-- Material for the task follows --

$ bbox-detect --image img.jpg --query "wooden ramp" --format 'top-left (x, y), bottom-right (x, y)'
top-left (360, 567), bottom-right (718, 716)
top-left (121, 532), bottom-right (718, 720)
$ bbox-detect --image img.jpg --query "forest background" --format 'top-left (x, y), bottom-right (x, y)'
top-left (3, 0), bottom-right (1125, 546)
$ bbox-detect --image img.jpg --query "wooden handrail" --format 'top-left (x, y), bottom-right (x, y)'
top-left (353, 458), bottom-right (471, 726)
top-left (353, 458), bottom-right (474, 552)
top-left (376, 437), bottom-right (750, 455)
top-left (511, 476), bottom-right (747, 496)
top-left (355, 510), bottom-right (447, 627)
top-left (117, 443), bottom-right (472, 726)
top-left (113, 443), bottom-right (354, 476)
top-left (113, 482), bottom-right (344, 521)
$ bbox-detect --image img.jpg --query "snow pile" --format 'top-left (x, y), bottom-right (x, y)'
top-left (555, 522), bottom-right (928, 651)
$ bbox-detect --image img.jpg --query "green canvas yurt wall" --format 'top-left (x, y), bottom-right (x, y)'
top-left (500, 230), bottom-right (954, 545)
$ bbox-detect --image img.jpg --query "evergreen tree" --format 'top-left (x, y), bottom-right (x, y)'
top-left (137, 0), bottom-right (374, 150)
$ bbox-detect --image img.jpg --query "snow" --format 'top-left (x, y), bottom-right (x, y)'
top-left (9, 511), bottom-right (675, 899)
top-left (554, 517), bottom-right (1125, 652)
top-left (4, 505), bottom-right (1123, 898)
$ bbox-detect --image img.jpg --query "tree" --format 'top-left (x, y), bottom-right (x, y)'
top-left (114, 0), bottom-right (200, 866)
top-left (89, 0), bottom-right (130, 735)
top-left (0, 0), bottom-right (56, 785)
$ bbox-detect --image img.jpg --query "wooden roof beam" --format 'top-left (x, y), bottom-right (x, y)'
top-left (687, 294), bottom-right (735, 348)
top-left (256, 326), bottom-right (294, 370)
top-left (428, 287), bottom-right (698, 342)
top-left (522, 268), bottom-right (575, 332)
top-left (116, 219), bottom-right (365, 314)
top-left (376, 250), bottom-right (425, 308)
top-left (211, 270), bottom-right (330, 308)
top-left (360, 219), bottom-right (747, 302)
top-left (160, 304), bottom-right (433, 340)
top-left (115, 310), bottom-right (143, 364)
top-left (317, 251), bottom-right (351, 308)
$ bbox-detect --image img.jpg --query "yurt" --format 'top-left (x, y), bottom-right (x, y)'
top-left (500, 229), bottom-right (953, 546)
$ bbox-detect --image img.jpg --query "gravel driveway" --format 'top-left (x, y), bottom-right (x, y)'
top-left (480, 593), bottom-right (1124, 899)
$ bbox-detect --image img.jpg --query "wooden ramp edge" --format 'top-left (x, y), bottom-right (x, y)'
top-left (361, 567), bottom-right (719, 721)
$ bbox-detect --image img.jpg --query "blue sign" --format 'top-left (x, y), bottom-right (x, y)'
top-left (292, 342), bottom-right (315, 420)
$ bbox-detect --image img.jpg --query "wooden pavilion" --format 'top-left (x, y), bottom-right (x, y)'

-- Material for the task concluded --

Exercise: An exact copy of all the records above is the required answer.

Exercise solution:
$ bbox-detect --image img.jpg --query "wooden ramp" --format 'top-left (x, y), bottom-right (x, y)'
top-left (360, 567), bottom-right (718, 716)
top-left (121, 532), bottom-right (718, 720)
$ bbox-detect --image img.jpg --query "forest background" --format 'top-left (x, y), bottom-right (x, y)'
top-left (3, 0), bottom-right (1125, 546)
$ bbox-detect --image img.jpg --query "wooden handrail" --format 'top-left (x, y), bottom-right (x, y)'
top-left (353, 458), bottom-right (471, 726)
top-left (353, 458), bottom-right (474, 552)
top-left (376, 437), bottom-right (750, 455)
top-left (511, 476), bottom-right (747, 496)
top-left (355, 510), bottom-right (447, 627)
top-left (117, 443), bottom-right (472, 726)
top-left (113, 443), bottom-right (354, 476)
top-left (113, 482), bottom-right (344, 521)
$ bbox-detect --image img.jpg --query "snow pile" --format 'top-left (x, y), bottom-right (x, y)'
top-left (555, 522), bottom-right (928, 651)
$ bbox-detect --image img.jpg --query "green canvas yurt wall" --format 'top-left (x, y), bottom-right (x, y)'
top-left (500, 230), bottom-right (954, 545)
$ bbox-detect --image img.jpg --query "evergreen tree" --format 'top-left (x, y), bottom-right (x, y)'
top-left (137, 0), bottom-right (374, 150)
$ bbox-detect --image img.jpg --query "snow" --format 'top-left (x, y), bottom-right (x, y)'
top-left (9, 511), bottom-right (675, 899)
top-left (554, 517), bottom-right (1125, 652)
top-left (4, 505), bottom-right (1123, 898)
$ bbox-detect --image img.jpg --query "tree" --format 'top-left (x, y), bottom-right (x, y)'
top-left (114, 0), bottom-right (200, 866)
top-left (89, 0), bottom-right (130, 735)
top-left (0, 0), bottom-right (56, 785)
$ bbox-detect --image img.jpg --query "wooden roof beam" --format 'top-left (x, y), bottom-right (x, y)'
top-left (687, 294), bottom-right (735, 348)
top-left (256, 326), bottom-right (294, 370)
top-left (428, 287), bottom-right (698, 342)
top-left (522, 268), bottom-right (575, 332)
top-left (116, 219), bottom-right (365, 314)
top-left (376, 250), bottom-right (425, 308)
top-left (211, 270), bottom-right (330, 308)
top-left (360, 219), bottom-right (747, 302)
top-left (160, 304), bottom-right (433, 340)
top-left (115, 310), bottom-right (143, 364)
top-left (317, 251), bottom-right (351, 308)
$ bbox-detect --image img.jpg --query "yurt" --format 'top-left (x, y), bottom-right (x, y)'
top-left (500, 229), bottom-right (953, 546)
$ bbox-detect --image img.jpg --query "gravel driveway" --format 'top-left (x, y), bottom-right (x, y)'
top-left (480, 593), bottom-right (1124, 899)
$ bbox-detect --image img.jpg --query "wooden ramp edge" --format 'top-left (x, y), bottom-right (x, y)'
top-left (361, 567), bottom-right (719, 721)
$ bbox-detect --image img.jpg --query "blue sign" --format 'top-left (x, y), bottom-right (x, y)'
top-left (292, 342), bottom-right (315, 420)
$ bbox-detect --image img.jpg --query "wooden pavilion" --format 'top-left (x, y), bottom-right (x, y)'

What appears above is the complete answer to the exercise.